* [PROBLEM DESCRIPTION] The answer must consist of every line from the entries below that contains the word "canopy".

[Items from a data source]
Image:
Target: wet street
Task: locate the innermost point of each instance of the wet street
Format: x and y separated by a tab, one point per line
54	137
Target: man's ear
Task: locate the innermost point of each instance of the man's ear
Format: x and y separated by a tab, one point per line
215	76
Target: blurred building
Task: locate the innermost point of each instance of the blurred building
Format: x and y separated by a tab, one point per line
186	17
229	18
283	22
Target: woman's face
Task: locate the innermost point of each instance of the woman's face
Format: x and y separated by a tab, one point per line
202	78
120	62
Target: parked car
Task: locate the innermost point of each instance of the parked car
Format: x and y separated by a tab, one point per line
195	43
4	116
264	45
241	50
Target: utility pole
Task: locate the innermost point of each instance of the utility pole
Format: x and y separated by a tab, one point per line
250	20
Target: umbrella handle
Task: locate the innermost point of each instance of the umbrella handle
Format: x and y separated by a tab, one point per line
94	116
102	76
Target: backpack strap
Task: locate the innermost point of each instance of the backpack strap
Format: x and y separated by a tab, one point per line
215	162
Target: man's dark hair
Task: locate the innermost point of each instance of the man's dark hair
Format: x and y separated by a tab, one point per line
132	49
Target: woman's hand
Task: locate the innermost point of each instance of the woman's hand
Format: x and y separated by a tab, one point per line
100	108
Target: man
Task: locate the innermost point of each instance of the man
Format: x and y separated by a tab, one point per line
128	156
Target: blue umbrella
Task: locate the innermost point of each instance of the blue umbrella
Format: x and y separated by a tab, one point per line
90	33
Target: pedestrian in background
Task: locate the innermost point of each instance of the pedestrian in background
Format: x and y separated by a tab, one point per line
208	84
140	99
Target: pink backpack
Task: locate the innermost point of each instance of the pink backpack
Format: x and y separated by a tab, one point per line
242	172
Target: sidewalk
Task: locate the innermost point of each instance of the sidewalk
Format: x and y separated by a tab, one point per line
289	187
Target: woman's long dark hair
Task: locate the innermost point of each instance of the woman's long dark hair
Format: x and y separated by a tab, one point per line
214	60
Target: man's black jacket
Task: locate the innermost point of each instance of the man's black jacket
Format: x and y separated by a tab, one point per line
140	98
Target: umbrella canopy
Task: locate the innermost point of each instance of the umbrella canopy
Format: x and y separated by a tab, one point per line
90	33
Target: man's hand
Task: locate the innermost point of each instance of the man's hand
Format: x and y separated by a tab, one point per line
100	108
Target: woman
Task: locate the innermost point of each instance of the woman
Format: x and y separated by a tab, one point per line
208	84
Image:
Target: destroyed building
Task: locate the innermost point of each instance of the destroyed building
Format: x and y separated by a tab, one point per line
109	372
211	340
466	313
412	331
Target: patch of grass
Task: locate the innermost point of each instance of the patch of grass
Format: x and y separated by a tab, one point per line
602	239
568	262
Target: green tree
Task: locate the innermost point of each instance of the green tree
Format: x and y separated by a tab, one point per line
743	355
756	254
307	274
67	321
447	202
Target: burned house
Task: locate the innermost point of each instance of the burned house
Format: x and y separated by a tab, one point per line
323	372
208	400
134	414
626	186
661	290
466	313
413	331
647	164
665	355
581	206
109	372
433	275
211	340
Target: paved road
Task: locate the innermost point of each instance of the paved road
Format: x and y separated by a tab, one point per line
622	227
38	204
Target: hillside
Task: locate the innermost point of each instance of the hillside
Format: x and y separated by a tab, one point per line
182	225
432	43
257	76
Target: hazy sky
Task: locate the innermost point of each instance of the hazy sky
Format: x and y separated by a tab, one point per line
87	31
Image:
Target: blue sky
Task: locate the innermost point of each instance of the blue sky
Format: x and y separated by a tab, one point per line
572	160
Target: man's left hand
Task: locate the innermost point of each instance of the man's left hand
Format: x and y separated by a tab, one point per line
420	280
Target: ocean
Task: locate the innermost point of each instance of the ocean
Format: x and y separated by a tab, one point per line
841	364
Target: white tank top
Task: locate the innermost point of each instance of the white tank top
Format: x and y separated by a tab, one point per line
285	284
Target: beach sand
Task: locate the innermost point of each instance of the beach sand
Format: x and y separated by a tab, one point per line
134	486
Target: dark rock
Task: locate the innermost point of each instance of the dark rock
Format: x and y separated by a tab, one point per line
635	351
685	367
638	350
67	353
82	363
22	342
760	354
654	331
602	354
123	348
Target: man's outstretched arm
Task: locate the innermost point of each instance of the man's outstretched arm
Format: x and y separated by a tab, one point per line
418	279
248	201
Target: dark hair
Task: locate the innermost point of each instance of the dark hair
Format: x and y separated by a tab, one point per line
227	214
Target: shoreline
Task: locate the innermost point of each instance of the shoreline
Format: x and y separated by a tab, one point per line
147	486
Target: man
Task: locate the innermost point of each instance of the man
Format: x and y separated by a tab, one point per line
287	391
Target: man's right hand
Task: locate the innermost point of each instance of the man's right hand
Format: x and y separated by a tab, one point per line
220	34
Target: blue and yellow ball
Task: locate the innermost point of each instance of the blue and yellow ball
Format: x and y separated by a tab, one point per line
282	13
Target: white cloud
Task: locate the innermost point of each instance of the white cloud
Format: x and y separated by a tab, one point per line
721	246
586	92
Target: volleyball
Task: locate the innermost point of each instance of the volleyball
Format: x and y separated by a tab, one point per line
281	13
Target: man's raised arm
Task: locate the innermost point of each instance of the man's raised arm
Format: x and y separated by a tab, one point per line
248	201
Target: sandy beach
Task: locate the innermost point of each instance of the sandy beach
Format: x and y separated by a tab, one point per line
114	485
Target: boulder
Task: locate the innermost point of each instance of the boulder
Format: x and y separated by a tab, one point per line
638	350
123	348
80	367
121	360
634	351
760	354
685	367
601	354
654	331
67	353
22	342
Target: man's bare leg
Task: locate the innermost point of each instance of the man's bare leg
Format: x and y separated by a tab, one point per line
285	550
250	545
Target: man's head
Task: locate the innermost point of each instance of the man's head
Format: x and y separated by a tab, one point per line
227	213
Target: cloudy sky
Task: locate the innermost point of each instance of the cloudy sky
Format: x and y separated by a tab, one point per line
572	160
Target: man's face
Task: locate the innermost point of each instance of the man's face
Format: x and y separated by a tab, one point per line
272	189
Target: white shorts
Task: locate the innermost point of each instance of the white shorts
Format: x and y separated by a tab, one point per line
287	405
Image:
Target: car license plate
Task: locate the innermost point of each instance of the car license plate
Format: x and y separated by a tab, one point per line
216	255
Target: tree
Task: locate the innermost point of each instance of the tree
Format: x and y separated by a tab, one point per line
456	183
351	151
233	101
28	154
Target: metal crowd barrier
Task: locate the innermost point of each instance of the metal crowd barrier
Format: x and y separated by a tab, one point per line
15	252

* [EXPECTED ANSWER]
Target: umbrella canopy
Task: locate the innermost point of each instance of the umbrella canopy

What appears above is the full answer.